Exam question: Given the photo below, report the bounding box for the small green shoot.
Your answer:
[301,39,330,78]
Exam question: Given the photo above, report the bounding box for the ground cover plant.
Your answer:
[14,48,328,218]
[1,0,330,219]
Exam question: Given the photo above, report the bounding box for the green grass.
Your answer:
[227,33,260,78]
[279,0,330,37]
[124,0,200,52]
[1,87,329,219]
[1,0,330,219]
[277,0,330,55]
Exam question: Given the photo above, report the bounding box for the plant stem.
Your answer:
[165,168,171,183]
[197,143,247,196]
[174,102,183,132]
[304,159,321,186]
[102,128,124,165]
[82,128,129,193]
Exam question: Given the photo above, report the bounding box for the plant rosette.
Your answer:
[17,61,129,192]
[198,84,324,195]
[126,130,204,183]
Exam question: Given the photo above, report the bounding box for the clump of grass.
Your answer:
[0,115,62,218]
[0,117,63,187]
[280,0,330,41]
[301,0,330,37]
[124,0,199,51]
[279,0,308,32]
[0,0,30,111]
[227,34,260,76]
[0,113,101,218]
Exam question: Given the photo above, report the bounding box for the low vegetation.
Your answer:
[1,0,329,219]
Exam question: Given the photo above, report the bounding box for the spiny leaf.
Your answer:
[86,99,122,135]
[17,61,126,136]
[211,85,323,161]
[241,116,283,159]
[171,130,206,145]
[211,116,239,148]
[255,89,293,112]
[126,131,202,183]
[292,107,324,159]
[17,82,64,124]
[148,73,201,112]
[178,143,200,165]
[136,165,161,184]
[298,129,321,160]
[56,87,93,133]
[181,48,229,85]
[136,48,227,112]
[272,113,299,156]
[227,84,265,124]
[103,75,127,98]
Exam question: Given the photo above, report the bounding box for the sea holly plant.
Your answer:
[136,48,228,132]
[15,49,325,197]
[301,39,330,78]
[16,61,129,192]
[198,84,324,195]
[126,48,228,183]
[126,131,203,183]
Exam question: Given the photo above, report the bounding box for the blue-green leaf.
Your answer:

▬▬▬▬▬▬

Please copy each record shown above exactly.

Exam question: Given the photo below, report the bounding box for the small green shoot.
Your answer:
[301,39,330,78]
Exam question: Given the photo above, report the bounding box for the ground cover plant.
Your answer:
[14,48,328,218]
[1,0,330,219]
Exam question: Given the photo above, report the bounding box for the green grass.
Your answer:
[227,33,260,78]
[279,0,330,37]
[124,0,200,52]
[1,87,329,219]
[1,0,330,219]
[277,0,330,55]
Exam question: Given the photo above, report the bounding box for the plant stem.
Your answer:
[165,168,171,183]
[197,143,247,196]
[174,102,183,132]
[304,159,321,186]
[102,128,124,165]
[82,128,129,193]
Exam question: Given the photo above, report the bounding box for the plant rosette.
Your answer:
[17,61,129,192]
[198,84,324,195]
[126,130,204,183]
Exam question: Given the photo above, report the bounding box for the clump of grass.
Your answer:
[0,115,62,218]
[0,117,63,187]
[280,0,330,41]
[301,0,330,37]
[124,0,199,51]
[279,0,308,32]
[0,0,30,111]
[227,34,260,76]
[0,113,101,218]
Exam question: Given the photo above, report the bounding box for the low vegetation.
Your answer:
[1,0,329,219]
Exam question: Given the photo above, report the bounding box for the spiny leaf.
Your answer:
[86,99,122,135]
[17,61,126,136]
[211,85,323,161]
[241,116,283,159]
[171,130,206,145]
[211,116,239,148]
[255,89,293,112]
[126,131,202,183]
[292,107,324,159]
[17,82,64,124]
[148,73,201,112]
[178,143,200,165]
[136,165,161,184]
[298,129,321,160]
[56,87,93,133]
[181,48,229,85]
[136,48,227,112]
[272,113,299,156]
[227,84,265,124]
[103,75,127,98]
Exam question: Given the photo above, report the bounding box for the sea holly plant.
Your answer:
[136,48,228,132]
[15,49,325,197]
[301,39,330,78]
[16,61,129,192]
[198,84,324,195]
[126,48,228,183]
[126,131,203,183]
Exam question: Given the photo above, report the bounding box for the blue-green leaf.
Your answer:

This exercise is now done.